** Opening Selected extract block **

Note that IIT was heavily criticized by Scott Aaronson for producing largely nonsensical results when applied to a simple square grid of XOR gates: https://www.scottaaronson.com/blog/?p=1823 https://www.scottaaronson.com/blog/?p=1799

It is clear to me that, whatever it is we're talking about when we're talking about consciousness, an expander graph doesn't have it.

visarga|8 years ago

IIT is missing the self-replication requirement. If a system is a self-replicator, it needs resources and has to avoid dangers. This in turn creates a necessity for perception and ability to select good actions depending on situation. A square grid of XOR gates has none of that.

KingMob|8 years ago

Former consciousness neuroscientist here. There's some great explanatory abilities about IIT and Tononi's phi measure, but it's not clear it's sufficient.

On the upside, it explains why the cerebellum, despite comprising half the neurons of the brain, has virtually no impact on awareness when removed (like for tumors or epilepsy). The IIT answer is that the cerebellum is highly regular, like a GPU having many units, but all doing the same thing. In this sense, it has lower phi than the cerebrum, which is way more heterogeneously organized. This might also explain why awareness is lost in deep sleep or epileptic seizures; the theory is that the electrical pattern becomes much simpler, and lower phi.

The downside is that it's not clear where the dividing line between conscious/unconscious should be. A planarian only has ~8k neurons; is its phi sufficient for consciousness, or is it a biological robot? Or put it the other way: the phi of things like the internet or a biosphere could be quite high, but are they conscious?

** Closing Selected extract block **
** Opening Available data block **

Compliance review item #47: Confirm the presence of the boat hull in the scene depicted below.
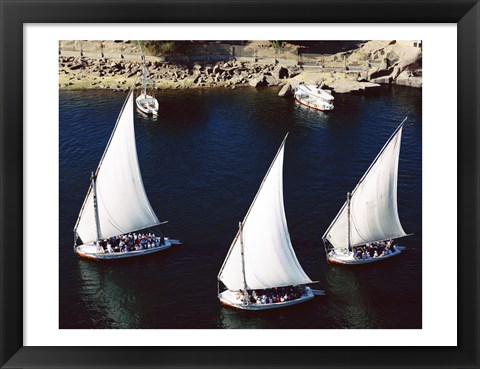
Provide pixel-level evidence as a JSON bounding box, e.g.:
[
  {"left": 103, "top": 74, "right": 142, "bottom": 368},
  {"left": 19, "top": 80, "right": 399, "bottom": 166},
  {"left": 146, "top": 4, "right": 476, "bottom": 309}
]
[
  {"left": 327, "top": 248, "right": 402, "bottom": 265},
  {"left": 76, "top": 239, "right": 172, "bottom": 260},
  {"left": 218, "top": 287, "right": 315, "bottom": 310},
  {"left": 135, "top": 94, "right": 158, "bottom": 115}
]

** Closing Available data block **
** Opening Available data block **

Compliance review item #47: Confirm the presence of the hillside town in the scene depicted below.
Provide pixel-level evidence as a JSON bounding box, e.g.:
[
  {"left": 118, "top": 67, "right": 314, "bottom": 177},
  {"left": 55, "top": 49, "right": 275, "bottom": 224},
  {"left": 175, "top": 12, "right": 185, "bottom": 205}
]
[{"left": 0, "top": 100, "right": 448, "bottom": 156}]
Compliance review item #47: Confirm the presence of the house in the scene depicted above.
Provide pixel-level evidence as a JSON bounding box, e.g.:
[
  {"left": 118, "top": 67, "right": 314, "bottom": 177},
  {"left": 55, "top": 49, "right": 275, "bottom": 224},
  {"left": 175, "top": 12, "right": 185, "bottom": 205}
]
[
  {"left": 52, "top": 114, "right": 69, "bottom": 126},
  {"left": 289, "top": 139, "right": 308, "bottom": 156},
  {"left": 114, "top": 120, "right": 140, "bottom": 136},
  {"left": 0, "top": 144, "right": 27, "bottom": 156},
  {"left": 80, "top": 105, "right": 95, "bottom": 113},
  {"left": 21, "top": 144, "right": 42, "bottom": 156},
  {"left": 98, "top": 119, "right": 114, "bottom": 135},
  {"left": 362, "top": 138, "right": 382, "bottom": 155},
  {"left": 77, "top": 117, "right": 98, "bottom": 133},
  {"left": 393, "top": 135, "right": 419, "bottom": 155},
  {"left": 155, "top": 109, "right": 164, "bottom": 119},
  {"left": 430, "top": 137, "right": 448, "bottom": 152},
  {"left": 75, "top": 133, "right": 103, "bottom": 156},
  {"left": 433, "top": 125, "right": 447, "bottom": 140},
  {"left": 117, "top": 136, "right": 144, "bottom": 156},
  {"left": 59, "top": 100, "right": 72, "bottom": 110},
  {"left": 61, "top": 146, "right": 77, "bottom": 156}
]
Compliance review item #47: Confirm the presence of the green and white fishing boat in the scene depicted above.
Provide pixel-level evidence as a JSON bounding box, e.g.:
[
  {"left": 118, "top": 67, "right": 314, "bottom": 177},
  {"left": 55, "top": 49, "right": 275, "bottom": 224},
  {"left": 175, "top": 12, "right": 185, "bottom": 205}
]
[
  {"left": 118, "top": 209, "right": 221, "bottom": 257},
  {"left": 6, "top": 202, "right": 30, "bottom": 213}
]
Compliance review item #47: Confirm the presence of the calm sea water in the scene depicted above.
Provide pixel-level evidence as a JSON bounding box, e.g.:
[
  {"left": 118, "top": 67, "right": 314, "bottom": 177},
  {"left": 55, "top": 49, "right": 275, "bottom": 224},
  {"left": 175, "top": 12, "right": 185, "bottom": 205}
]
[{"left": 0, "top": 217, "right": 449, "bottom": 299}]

** Closing Available data block **

Task statement:
Can you return the part of the IIT discussion from "The downside is" to "are they conscious?", copied word for word? The rows have no connection to the IIT discussion.

Solution to the exercise:
The downside is that it's not clear where the dividing line between conscious/unconscious should be. A planarian only has ~8k neurons; is its phi sufficient for consciousness, or is it a biological robot? Or put it the other way: the phi of things like the internet or a biosphere could be quite high, but are they conscious?